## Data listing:
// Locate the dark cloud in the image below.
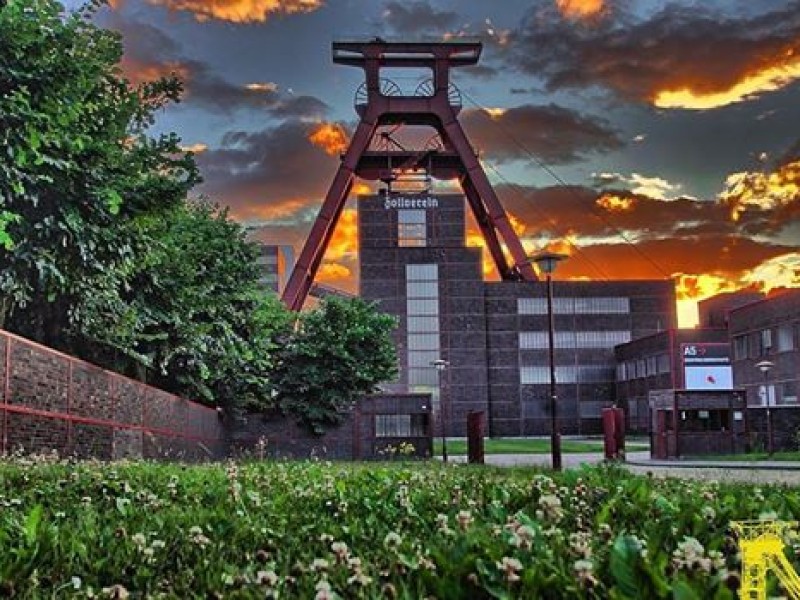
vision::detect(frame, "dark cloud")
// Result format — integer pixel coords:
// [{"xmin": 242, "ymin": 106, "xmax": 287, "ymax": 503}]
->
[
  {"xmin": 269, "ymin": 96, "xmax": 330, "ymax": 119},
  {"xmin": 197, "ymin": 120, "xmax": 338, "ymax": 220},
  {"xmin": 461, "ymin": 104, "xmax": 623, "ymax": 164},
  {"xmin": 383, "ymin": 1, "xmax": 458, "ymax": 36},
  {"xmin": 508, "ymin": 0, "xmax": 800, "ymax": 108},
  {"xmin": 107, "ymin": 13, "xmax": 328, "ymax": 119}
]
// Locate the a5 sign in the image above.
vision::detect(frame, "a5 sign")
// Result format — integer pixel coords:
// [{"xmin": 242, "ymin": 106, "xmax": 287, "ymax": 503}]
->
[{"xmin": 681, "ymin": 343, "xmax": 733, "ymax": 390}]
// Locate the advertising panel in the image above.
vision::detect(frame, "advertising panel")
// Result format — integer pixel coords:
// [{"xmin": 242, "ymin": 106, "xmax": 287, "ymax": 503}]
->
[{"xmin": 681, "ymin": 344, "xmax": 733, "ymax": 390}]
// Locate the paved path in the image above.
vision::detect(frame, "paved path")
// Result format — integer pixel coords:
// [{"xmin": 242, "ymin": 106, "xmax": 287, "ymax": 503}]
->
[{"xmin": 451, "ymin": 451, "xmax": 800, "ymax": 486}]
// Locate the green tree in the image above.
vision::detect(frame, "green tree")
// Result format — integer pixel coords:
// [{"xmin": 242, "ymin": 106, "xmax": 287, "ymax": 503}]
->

## WRITTEN REQUEST:
Convert the items from the line containing "panel in the image above." through the last line of the items into a numbered list, leaving out blank lines.

## TASK ANSWER:
1. // Locate the advertising panel in the image above.
2. vision::detect(frame, "advertising panel")
3. // Result format — integer pixel coords:
4. // [{"xmin": 242, "ymin": 106, "xmax": 287, "ymax": 503}]
5. ->
6. [{"xmin": 681, "ymin": 344, "xmax": 733, "ymax": 390}]
7. // Locate the paved path in the image above.
8. vision::detect(frame, "paved path")
9. // Result format — integer pixel coords:
10. // [{"xmin": 242, "ymin": 106, "xmax": 287, "ymax": 503}]
11. ->
12. [{"xmin": 451, "ymin": 451, "xmax": 800, "ymax": 486}]
13. // Locate the green tree in the image above.
14. vision::detect(frame, "green tree")
15. // Result format — integer pixel coords:
16. // [{"xmin": 242, "ymin": 106, "xmax": 287, "ymax": 503}]
17. ->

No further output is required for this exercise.